=== WORK TO BE COMPLETED ===
All of the lines below should be printed again exactly as they are.

Stored items:
☆ ☆ ☆ ☆ ☆
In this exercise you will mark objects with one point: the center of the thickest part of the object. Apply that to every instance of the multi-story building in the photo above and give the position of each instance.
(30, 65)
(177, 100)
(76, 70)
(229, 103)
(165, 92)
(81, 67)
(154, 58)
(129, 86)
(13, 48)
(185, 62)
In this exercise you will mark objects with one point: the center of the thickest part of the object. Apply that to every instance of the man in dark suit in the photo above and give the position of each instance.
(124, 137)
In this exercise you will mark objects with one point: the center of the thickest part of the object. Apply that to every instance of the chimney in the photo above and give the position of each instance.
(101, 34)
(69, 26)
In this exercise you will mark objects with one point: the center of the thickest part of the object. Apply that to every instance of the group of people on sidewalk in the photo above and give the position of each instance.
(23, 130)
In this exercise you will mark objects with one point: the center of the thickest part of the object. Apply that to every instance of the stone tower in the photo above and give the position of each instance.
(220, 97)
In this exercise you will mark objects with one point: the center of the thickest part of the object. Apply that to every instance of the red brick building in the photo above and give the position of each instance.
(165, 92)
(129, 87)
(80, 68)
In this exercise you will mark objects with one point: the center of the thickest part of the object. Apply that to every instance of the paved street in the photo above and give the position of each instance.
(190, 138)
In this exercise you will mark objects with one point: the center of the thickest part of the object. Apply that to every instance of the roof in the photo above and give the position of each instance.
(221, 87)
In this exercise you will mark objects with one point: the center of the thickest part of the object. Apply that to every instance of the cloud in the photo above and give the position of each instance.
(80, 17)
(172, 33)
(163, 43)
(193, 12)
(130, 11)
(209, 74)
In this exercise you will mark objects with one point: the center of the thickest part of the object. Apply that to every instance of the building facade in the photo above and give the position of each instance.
☆ ☆ ☆ ☆ ☆
=== REPLY TO THE TASK ===
In this exercise you will mark objects with one point: the center of the thickest part of the object. Apply that to every instance of the multi-story building in the photo above and give the position of each instance.
(30, 65)
(177, 100)
(76, 70)
(229, 103)
(165, 92)
(81, 67)
(154, 58)
(129, 86)
(13, 48)
(185, 62)
In this exercise you will mark objects with one point: the center of the thickest part of the object. Apply that to every instance of the man in dark suit in the photo above and give the position of each instance.
(124, 137)
In this exercise you will mark objects with one point: the center of the thickest part of the object. Apply that to every instance of the chimney in the photo above and give the position of each instance.
(101, 34)
(69, 26)
In this exercise you will mark objects with one point: the center of the thickest part of the object. Apply that to every instance of the group of people on sidewalk in the photo above and give the position of each instance.
(23, 130)
In this exercise you will mark objects with one point: the center of the thickest part of the object. Apply that to every instance of the stone tower in the photo above and give the position of each instance.
(220, 97)
In this exercise you will mark objects with one point: the center of the thickest part of the object. Apply that to every instance of the red brick building in the photo above and give the position of each instance.
(165, 92)
(129, 87)
(80, 68)
In this exercise you will mark objects with one point: the center of the thickest part of the object. Apply that to every instance of the paved street in the photo above and give the position of each instance.
(190, 138)
In this exercise you will mark objects with one point: the center of the thickest part of the object. Apply that to every instance of the roof in the photo above and give the position of each instance.
(221, 87)
In this exercise you will mark objects with one point: the center of the thickest part of the object. Apply that to every instance of the cloud in the photo above and give the position of each instance.
(80, 17)
(172, 33)
(163, 43)
(193, 12)
(130, 11)
(209, 74)
In this exercise you will mark objects with one point: the center of the thickest part of the object. Apply that to every instance of the building facade in the photo above and give the position of each instance.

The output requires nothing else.